*TASK OBJECTIVE*: Continue the news report on the Trump campaign's pre-checked recurring donation boxes, picking up after its last sentence.

*GIVEN PASSAGE*:
=-=-=-=-=
In the final weeks leading up to the 2020 presidential election, Donald Trump’s campaign was in dire need of a cash influx to combat the Biden campaign’s ad buys. The solution, according to a bombshell Saturday report from Shane Goldmacher of The New York Times, was to insert language into donor agreements that set up increasingly opaque recurring charges to donors’ accounts.
Described as an “intentional scheme to boost revenues,” donors had to read through the donation disclaimer’s fine print in order to understand precisely how much money they would be giving to Trump’s campaign. The disclaimer contained several pre-checked provisions which granted the Trump campaign permission to take additional funds from donors’ accounts as time went on. That meant potential donors had to actively scroll through the disclaimer and actively uncheck specific boxes in order to make a simple one-time donation.
In some cases, the campaign also profited from yellow boxes containing pro-Trump messages referred to internally as “money bombs,” according to the report.
For example, one pre-checked box read, in large, boldface type: “This is the FINAL month until Election Day and we need EVERY Patriot stepping up if we’re going to WIN FOUR MORE YEARS for President Trump. He’s revitalizing our economy, restoring LAW & ORDER, and returning us to American Greatness, but he’s not done yet. This is your chance – stand with President Trump and MAXIMIZE your impact NOW!”
Below that boldface type was a line which contained a smaller, non-boldface sentence: “Make this a weekly recurring donation until 11/3.”
Another pre-checked box also contained several bold sentences asking potential donors to “join Operation MAGA and help me secure VICTORY in November.” A smaller sentence underneath, unless the prefatory box was unchecked, would allow the campaign to automatically debit an additional $100 from a donor’s account on Oct. 9.
Screen shots are embedded within the tweets below — as is a chart of the economic impact.
The New York Times reported that many Trump donors didn’t realize what was going on until it was too late.
A 63-year-old cancer patient in Kansas City named Stacy Blatt told the Times that he gave $500 to the campaign in September, despite living on less than $1,000 a month, and was completely blindsided by what followed.
“That single contribution — federal records show it was his first ever — quickly multiplied,” the report stated. “Another $500 was withdrawn the next day, then $500 the next week and every week through mid-October, without his knowledge — until Mr. Blatt’s bank account had been depleted and frozen.”
=-=-=-=-=
*INFORMATION SHOWN*:

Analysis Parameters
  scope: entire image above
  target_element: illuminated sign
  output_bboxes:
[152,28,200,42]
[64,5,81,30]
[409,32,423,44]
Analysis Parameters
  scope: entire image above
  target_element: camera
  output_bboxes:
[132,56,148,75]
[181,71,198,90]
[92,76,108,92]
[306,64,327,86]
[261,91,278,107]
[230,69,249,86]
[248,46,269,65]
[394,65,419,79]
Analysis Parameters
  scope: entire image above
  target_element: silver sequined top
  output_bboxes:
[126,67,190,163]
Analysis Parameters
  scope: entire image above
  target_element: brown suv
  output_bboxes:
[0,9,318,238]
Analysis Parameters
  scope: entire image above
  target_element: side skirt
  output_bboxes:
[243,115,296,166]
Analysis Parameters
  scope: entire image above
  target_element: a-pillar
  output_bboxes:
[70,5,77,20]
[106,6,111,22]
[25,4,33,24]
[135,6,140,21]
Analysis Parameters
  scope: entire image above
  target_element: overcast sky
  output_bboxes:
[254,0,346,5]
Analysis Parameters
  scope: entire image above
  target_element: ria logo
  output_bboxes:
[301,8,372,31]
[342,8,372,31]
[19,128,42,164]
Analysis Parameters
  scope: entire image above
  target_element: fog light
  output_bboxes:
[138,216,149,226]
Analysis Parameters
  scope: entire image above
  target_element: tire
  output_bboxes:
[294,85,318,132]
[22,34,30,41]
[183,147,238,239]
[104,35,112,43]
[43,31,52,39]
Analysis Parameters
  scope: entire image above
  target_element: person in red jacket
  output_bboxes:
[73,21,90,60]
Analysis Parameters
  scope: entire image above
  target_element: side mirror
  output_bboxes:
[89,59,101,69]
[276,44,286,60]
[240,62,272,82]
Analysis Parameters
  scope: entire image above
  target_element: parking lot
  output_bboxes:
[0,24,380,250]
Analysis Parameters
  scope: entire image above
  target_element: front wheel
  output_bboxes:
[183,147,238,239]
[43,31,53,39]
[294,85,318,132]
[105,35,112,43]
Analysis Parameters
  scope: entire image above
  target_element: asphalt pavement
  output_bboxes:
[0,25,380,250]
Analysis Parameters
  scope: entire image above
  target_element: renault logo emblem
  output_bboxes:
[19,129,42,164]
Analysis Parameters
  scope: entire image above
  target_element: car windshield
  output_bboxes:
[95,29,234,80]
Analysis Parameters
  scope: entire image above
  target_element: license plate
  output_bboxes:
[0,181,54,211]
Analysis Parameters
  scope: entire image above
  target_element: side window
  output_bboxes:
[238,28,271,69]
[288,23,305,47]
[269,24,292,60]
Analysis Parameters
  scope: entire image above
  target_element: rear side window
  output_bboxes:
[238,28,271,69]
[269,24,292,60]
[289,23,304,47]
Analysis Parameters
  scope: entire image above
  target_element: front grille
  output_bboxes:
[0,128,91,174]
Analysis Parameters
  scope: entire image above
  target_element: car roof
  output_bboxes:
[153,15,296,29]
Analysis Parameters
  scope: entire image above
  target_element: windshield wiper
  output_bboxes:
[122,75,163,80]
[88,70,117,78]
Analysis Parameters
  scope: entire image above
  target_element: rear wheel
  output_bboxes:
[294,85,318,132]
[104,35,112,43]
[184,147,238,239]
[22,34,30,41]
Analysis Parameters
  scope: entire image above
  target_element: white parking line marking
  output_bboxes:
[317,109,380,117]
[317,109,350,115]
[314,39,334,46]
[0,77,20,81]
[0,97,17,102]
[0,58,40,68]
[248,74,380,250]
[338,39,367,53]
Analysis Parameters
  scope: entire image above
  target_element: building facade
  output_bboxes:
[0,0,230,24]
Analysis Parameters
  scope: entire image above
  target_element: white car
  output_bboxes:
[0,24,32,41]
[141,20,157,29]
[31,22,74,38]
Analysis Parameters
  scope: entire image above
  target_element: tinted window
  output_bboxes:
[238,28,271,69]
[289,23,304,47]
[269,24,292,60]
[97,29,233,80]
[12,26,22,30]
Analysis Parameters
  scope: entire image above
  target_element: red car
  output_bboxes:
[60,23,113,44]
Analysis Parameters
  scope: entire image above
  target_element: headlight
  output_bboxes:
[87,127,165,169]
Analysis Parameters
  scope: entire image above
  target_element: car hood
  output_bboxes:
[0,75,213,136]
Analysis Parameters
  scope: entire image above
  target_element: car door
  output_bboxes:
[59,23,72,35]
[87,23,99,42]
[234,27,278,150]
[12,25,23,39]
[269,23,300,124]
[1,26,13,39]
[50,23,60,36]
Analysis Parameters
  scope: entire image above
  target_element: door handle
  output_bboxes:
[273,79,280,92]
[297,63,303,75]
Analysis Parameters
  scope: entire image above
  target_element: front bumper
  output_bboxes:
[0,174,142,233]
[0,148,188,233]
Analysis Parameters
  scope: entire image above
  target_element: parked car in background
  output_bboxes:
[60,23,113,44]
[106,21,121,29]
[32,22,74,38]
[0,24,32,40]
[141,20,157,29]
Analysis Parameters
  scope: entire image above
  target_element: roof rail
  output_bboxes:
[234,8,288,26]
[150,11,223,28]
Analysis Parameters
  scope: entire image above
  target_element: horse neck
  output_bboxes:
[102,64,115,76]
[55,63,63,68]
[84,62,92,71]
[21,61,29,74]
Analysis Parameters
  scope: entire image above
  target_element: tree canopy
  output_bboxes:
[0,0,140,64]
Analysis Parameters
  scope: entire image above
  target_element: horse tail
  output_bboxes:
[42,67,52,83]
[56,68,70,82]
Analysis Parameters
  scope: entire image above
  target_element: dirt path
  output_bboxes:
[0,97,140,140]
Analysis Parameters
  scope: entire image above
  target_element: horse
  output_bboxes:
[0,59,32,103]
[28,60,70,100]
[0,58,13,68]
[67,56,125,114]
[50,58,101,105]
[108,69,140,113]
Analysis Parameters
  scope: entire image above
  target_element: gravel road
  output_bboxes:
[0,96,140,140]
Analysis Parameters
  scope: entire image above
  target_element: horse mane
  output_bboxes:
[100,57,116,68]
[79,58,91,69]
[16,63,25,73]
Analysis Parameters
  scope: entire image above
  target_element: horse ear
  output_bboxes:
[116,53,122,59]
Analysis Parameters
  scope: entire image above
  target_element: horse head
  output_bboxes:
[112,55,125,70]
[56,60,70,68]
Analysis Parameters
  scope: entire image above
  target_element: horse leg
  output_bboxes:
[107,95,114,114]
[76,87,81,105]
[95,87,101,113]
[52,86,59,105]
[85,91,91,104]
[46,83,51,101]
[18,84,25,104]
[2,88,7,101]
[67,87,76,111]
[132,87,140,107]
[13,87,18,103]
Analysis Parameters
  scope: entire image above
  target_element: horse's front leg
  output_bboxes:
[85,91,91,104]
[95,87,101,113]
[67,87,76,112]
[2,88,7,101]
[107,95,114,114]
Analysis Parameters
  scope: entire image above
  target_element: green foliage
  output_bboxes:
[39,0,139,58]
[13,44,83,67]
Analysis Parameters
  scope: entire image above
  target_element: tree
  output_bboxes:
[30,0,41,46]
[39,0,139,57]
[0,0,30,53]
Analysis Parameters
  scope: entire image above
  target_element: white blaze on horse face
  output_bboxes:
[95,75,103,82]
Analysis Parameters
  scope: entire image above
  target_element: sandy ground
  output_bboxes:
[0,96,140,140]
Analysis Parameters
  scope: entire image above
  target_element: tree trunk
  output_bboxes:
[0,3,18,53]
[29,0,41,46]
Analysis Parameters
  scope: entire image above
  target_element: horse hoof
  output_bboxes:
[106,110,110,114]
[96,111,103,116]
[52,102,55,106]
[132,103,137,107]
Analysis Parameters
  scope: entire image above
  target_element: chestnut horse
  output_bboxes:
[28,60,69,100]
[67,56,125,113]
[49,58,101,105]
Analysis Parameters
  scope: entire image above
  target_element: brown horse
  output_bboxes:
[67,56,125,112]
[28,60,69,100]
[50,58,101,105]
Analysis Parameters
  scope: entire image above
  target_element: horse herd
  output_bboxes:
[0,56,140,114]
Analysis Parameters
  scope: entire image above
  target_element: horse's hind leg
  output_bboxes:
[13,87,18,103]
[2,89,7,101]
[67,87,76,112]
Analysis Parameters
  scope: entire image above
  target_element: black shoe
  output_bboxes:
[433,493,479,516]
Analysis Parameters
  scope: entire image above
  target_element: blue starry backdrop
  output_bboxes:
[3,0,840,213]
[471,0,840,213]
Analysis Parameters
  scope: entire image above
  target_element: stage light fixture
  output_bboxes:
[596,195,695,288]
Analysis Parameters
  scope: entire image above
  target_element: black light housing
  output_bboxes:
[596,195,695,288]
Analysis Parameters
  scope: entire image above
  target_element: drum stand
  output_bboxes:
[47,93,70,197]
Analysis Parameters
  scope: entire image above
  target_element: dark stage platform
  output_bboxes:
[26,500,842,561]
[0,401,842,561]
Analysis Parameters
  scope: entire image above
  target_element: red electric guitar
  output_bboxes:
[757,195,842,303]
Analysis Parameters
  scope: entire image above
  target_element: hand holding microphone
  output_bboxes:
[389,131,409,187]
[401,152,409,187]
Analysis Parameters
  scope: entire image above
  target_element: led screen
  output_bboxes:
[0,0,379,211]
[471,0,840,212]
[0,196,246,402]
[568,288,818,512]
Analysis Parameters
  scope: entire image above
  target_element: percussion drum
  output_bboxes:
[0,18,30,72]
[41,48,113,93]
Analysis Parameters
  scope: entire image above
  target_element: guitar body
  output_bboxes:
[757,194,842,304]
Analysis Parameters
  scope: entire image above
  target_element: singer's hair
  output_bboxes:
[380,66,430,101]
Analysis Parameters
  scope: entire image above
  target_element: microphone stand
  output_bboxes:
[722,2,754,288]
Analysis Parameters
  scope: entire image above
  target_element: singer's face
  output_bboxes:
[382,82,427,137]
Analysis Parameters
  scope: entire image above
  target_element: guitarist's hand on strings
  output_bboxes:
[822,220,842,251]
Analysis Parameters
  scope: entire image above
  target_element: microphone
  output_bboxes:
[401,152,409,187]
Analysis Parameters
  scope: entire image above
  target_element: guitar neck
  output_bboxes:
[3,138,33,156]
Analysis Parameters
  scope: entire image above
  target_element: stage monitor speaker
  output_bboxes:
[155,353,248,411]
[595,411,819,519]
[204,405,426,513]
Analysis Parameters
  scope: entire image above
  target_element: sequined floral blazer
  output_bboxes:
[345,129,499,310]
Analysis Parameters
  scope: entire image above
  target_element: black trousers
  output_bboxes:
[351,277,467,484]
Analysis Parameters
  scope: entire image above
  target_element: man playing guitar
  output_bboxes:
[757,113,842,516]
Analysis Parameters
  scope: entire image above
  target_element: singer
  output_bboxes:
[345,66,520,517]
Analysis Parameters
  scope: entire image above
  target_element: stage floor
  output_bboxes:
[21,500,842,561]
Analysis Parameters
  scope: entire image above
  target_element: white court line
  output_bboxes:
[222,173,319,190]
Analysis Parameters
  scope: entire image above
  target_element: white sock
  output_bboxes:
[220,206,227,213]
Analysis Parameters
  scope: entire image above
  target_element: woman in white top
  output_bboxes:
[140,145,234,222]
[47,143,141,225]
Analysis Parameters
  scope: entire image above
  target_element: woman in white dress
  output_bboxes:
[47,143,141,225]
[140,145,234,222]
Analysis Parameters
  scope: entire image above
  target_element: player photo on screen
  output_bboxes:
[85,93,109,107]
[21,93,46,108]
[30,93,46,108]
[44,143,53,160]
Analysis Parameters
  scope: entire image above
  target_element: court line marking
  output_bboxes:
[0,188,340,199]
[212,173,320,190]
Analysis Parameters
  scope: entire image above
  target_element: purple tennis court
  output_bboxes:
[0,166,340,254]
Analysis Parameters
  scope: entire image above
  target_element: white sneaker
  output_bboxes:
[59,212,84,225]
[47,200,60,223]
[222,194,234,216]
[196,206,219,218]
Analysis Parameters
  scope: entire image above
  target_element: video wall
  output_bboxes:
=-=-=-=-=
*EXERCISE OUTPUT*:
He was forced to seek help from his brother after his utility and rent checks bounced and he learned his account had been drained of $3,000 in under 30 days.
“It felt like it was a scam,” Russel told the Times, adding that the family reported the Trump campaign withdrawals to the bank because it thought Stacy had been the victim of fraud.
Another 78-year-old from California made what she thought was a one-time donation of $990 that wound up costing her more than $8,000.
The plan resulted in the Trump campaign refunding almost eleven percent of what it raised online in 2020, or more than $122 million, a figure that may increase as more claims roll in.
The campaign was also reportedly planned on the strong likelihood that it would have to pay back at least some of the recurring donations — so it used the funds like a loan.
“The recurring donations swelled Mr. Trump’s treasury in September and October, just as his finances were deteriorating. He was then able to use tens of millions of dollars he raised after the election, under the guise of fighting his unfounded fraud claims, to help cover the refunds he owed,” the Times report stated.
“In effect, the money that Mr. Trump eventually had to refund amounted to an interest-free loan from unwitting supporters at the most important juncture of the 2020 race.”
Trump spokesman Jason Miller denied any wrongdoing, telling the Times that the campaign “was built by the hardworking men and women of America, and cherishing their investments was paramount to anything else we did.”